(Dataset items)

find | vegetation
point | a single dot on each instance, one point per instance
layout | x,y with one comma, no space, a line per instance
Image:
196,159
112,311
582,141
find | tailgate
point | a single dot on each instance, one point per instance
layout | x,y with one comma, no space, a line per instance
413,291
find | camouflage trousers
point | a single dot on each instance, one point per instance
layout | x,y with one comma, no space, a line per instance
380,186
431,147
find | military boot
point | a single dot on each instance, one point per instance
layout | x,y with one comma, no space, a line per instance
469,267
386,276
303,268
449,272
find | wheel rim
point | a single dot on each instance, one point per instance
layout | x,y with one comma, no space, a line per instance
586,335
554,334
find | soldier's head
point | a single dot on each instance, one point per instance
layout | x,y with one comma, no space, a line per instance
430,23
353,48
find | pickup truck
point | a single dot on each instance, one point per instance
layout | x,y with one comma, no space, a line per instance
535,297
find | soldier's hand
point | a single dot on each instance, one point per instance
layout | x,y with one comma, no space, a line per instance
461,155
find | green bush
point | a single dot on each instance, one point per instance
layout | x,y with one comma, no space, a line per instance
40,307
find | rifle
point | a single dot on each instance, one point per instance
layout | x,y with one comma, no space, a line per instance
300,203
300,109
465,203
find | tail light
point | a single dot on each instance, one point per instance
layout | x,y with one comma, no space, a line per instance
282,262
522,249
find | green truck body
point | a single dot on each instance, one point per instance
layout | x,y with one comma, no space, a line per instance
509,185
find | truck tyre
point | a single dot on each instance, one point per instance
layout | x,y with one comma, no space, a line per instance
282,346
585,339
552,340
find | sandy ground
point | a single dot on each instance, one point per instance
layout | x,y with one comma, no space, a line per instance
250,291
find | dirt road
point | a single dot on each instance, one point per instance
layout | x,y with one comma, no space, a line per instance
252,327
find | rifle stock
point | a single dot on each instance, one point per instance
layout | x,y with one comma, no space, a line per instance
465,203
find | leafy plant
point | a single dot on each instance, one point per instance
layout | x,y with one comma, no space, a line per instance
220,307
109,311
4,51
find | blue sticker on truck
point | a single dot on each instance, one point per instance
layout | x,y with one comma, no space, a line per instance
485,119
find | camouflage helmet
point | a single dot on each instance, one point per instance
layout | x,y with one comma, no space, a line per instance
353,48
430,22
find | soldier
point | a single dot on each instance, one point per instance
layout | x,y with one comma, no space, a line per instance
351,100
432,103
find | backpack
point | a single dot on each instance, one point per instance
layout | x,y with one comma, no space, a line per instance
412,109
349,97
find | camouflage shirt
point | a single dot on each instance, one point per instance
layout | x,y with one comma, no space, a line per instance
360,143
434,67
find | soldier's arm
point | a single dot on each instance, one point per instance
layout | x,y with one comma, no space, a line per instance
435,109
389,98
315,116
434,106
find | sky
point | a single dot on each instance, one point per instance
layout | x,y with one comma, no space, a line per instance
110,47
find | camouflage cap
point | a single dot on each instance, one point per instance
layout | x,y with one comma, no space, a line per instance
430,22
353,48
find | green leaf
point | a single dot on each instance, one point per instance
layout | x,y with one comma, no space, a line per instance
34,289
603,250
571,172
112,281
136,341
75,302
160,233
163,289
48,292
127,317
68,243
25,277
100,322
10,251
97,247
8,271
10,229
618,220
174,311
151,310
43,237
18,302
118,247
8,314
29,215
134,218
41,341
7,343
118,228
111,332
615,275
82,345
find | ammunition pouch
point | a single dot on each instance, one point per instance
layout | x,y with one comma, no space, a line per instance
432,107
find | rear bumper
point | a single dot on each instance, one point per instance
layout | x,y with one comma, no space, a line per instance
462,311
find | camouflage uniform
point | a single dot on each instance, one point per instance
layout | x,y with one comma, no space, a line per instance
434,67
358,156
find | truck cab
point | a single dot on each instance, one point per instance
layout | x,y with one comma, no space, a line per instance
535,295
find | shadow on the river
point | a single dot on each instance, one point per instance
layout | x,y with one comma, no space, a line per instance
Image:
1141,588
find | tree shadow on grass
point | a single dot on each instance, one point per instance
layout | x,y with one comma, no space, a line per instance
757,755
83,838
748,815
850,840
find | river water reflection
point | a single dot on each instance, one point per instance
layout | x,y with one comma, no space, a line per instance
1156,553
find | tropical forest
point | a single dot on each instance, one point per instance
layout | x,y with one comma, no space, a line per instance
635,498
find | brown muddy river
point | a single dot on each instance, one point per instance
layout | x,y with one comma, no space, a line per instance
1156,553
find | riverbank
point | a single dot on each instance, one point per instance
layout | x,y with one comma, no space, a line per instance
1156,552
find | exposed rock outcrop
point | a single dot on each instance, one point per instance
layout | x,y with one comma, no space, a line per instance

■ Problem to work on ■
Copy out the lines from the one with "find | brown muddy river" up to and including the last line of the dataset items.

■ Task solution ■
find | brown muddy river
point | a single dot on each instance, one point per instance
layout | x,y with one comma, no space, a line per instance
1156,553
find | riverbank
point | a single dot on each instance, one point per instance
layout | x,y with one comma, no space, a line per instance
1156,552
find | exposed rock outcrop
point | a single dot on each instance, one point per instance
layout | x,y with one comma, no space, a line per instance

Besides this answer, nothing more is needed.